▶ **Task to carry out**
The data must be returned in full, with no character altered.

▶ **Input records**
====
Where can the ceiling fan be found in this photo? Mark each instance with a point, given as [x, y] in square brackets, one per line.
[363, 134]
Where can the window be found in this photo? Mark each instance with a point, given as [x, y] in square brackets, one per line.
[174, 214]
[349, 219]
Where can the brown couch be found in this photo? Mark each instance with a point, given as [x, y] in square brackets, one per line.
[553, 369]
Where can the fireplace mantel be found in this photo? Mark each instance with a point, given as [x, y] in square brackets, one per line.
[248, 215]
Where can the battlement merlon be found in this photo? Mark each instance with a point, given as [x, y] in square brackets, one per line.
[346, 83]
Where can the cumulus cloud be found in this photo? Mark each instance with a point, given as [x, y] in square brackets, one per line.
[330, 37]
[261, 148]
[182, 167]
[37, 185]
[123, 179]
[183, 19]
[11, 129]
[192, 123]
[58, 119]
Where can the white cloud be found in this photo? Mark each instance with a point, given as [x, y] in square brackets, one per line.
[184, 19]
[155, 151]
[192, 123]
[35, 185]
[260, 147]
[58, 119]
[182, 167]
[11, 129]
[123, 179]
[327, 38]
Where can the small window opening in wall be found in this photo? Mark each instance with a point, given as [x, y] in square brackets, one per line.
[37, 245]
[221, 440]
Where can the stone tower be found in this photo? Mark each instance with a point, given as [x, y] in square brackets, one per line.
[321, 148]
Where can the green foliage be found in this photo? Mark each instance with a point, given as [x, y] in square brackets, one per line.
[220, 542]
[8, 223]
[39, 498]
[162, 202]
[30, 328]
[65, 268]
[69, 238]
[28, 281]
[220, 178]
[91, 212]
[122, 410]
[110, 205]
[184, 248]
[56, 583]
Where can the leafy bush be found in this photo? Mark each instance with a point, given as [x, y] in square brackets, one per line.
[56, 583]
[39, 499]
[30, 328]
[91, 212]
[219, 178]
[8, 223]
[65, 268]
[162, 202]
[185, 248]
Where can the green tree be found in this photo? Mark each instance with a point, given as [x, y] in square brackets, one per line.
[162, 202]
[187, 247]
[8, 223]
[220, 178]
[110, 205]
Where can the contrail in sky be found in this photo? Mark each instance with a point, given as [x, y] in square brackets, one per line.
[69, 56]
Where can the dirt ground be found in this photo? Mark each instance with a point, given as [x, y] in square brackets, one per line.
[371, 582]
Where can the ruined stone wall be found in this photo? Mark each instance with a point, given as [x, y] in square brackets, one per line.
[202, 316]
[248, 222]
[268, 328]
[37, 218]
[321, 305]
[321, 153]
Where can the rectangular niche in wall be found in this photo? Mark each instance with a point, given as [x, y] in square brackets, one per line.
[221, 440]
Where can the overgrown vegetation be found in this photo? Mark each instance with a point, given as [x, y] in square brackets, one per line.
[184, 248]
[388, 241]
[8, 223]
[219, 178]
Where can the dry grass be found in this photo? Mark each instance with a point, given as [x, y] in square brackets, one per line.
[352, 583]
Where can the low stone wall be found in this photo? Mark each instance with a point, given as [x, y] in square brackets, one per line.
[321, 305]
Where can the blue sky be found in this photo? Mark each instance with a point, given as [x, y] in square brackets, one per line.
====
▶ **The answer**
Where can the ceiling fan be found in this photo? Mark each instance with a point, given as [x, y] in square brackets, one per line.
[363, 134]
Where can the window be found in this photo? Mark each instance with a point, given as [x, y] in square brackets, one per line.
[174, 214]
[349, 219]
Where can the brown couch be found in this photo? Mark each instance with a point, given as [x, y] in square brackets, one per line.
[553, 369]
Where can the fireplace mantel be found in this photo? Mark each instance with a point, given as [x, y] in square brackets, one per line.
[248, 215]
Where can the battlement merlon be found in this photo? Mark each instance with a point, given as [x, y] in square brackets, one per line.
[346, 83]
Where can the cumulus cloud be found in this photo? Mark each instance with a point, given as [x, y] in square brackets, one per line.
[330, 37]
[261, 148]
[182, 167]
[37, 185]
[123, 179]
[183, 19]
[11, 129]
[192, 123]
[58, 119]
Where can the white cloud be found in this photo? Mark each instance with a point, given as [x, y] in square brackets, one per line.
[184, 19]
[155, 151]
[192, 123]
[35, 185]
[260, 147]
[58, 119]
[182, 167]
[11, 129]
[123, 179]
[327, 38]
Where can the small window opening in wall be found in this photo? Mark each instance with a point, given as [x, y] in square brackets, one per line.
[37, 245]
[221, 440]
Where can the stone tower be found in this photo? Mark each instance with a point, given as [x, y] in square brackets, one per line.
[321, 148]
Where can the green foliage be found in this photo? Mark each instance with a point, given as [x, y] in square brackets, one per line.
[220, 542]
[8, 223]
[39, 498]
[162, 202]
[30, 328]
[65, 268]
[69, 238]
[28, 281]
[220, 178]
[91, 212]
[122, 410]
[110, 205]
[184, 248]
[56, 583]
Where can the leafy bush be found in this photo? Mark each instance with a point, given as [x, y] in square brackets, one per line.
[56, 583]
[39, 499]
[30, 328]
[91, 212]
[219, 178]
[8, 223]
[65, 268]
[162, 202]
[185, 248]
Where can the green tree be found in this photo? Mark each instance with a point, given as [x, y] in square brackets, one per line.
[162, 202]
[187, 247]
[8, 223]
[220, 178]
[110, 205]
Where can the contrail in sky be found in this photo? Mark each instance with a point, given as [x, y] in square brackets, one per line.
[69, 56]
Where can the dirt ground be found in this photo? Mark each instance with a point, given as [x, y] in square brackets, one per line.
[371, 582]
Where can the ruined stone wall be found in this photo? Mark each instance with a point, given as [x, y] in square brackets, one per line.
[202, 316]
[248, 222]
[268, 328]
[37, 218]
[321, 305]
[321, 153]
Where can the rectangular niche in wall be found in this photo? Mark each instance with a point, given as [x, y] in square brackets, one per line.
[221, 440]
Where can the overgrown vegetation be found in this photo? Mark each instance with a point, given as [x, y] in square brackets, one per line.
[184, 248]
[388, 241]
[8, 223]
[219, 178]
Where can the dry grass be found in this photo? Mark each instance with a point, given as [x, y] in square brackets, one per line.
[352, 583]
Where can the low stone wall be found in this photo? Mark each instance with a point, given as [x, y] in square brackets, one per line.
[321, 305]
Where can the blue sky be found in this photo? Mark each instance with a point, given as [x, y] in square brackets, one per line.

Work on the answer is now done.